On Wed, 2011-02-02 at 10:43 -0600, Jason Grout wrote:
> On 2/2/11 10:33 AM, rjf wrote:
> > 1. What happens if you don't have a plan?
>  >
>  > 2. Who makes a plan?
>  >
> 
> You have long experience with other open-source projects.  Have they had 
> plans?  (I'm really genuinely curious).  Who made it?  How 
> comprehensive/detailed was it?  Was the plan a "success" (i.e., was it 
> worth making?)  Was the plan followed?  How did you give incentive to 
> follow the plan?

Axiom has a set of goals, made by me, such as 
http://axiom-developer.org/axiom-website/currentstate.html

This gives a place to capture ideas and long term plans.

A "plan" might imply a schedule and, as far as I'm aware,
nobody knows how to schedule software development. This
is especially true of free software.

Is it a success? Well, a lot of the tasks have been
accomplished, some have been abandoned, and some will
take years to finish (e.g. making Axiom fully literate).

How did I give incentive to follow the plan?

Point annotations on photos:
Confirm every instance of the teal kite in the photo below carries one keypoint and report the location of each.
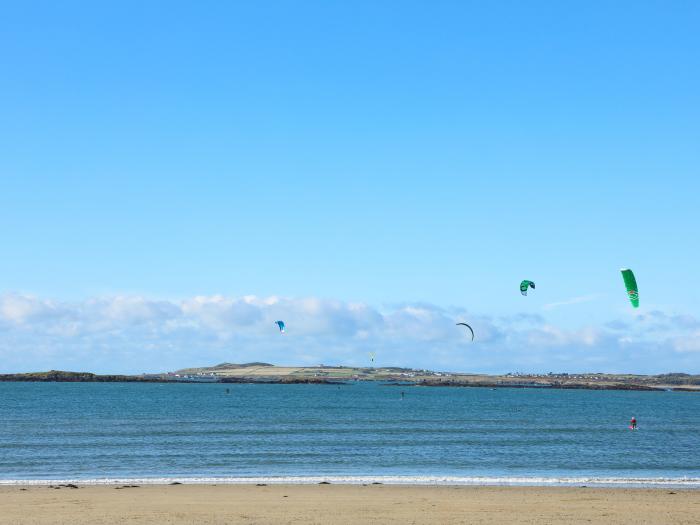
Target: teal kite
(525, 285)
(631, 286)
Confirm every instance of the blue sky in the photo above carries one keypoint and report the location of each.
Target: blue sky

## Task directions
Answer these questions about the email:
(a) What does Axiom's set of goals give a place to capture?
(b) What does the writer say nobody knows how to do?
(c) What example is given of a task that will take years to finish?
The entries have no connection to the email.

## Full response
(a) Ideas and long term plans
(b) Schedule software development
(c) Making Axiom fully literate